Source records
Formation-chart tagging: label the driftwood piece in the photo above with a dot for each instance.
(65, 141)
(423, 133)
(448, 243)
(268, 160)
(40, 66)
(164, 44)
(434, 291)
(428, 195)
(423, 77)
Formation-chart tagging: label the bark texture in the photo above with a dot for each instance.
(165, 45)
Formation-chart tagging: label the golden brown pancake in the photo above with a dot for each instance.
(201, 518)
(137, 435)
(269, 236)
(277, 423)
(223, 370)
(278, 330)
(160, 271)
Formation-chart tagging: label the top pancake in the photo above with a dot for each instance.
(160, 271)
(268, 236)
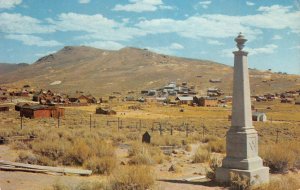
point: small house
(41, 111)
(4, 108)
(215, 80)
(146, 137)
(259, 116)
(208, 101)
(105, 111)
(185, 100)
(20, 105)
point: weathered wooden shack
(41, 111)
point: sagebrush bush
(281, 157)
(101, 165)
(214, 163)
(145, 154)
(239, 182)
(201, 155)
(136, 177)
(216, 145)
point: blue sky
(201, 29)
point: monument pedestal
(256, 176)
(242, 139)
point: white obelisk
(242, 139)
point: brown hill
(102, 72)
(6, 68)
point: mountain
(6, 68)
(102, 72)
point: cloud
(19, 24)
(176, 46)
(267, 49)
(83, 1)
(203, 4)
(44, 54)
(95, 26)
(33, 40)
(109, 45)
(223, 26)
(295, 47)
(142, 6)
(249, 3)
(277, 37)
(214, 42)
(8, 4)
(169, 50)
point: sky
(200, 29)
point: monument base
(256, 176)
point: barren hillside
(102, 72)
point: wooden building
(185, 100)
(20, 105)
(4, 108)
(41, 111)
(208, 101)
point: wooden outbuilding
(19, 105)
(259, 116)
(208, 101)
(105, 111)
(4, 108)
(41, 111)
(146, 137)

**Assigned task:** Only the text of the entries belongs in the answer, copied exactly; the pictures stay out.

**Worked solution:**
Formation-chart tagging: label the driftwood piece in the photo above with a dot for each instance.
(65, 141)
(423, 133)
(448, 243)
(268, 160)
(40, 66)
(164, 44)
(434, 291)
(428, 195)
(423, 77)
Formation-chart tagging: label the bark texture in the photo above with a dot for each instance.
(165, 45)
Formation-chart tagging: label the golden brown pancake in the photo above with a dot for each instance.
(201, 518)
(137, 435)
(269, 236)
(277, 423)
(223, 370)
(278, 330)
(160, 271)
Formation-chart tagging: label the top pancake in the photo above with a dot for each instance.
(160, 271)
(268, 236)
point: small house
(41, 111)
(4, 108)
(215, 80)
(146, 137)
(259, 116)
(208, 101)
(105, 111)
(185, 100)
(20, 105)
point: weathered wooden shack
(41, 111)
point: sagebrush bush
(281, 157)
(101, 165)
(214, 163)
(145, 154)
(239, 182)
(201, 155)
(136, 177)
(216, 145)
point: blue sky
(201, 29)
point: monument pedestal
(256, 176)
(242, 139)
point: white obelisk
(242, 139)
point: brown hill
(102, 72)
(6, 68)
point: mountain
(6, 68)
(102, 72)
point: cloud
(19, 24)
(176, 46)
(267, 49)
(83, 1)
(203, 4)
(44, 54)
(95, 26)
(33, 40)
(109, 45)
(223, 26)
(295, 47)
(142, 6)
(249, 3)
(277, 37)
(214, 42)
(8, 4)
(169, 50)
point: sky
(200, 29)
point: monument base
(256, 176)
point: barren hillside
(102, 72)
point: wooden building
(185, 100)
(20, 105)
(4, 108)
(41, 111)
(208, 101)
point: wooden outbuilding
(19, 105)
(259, 116)
(208, 101)
(105, 111)
(4, 108)
(41, 111)
(146, 137)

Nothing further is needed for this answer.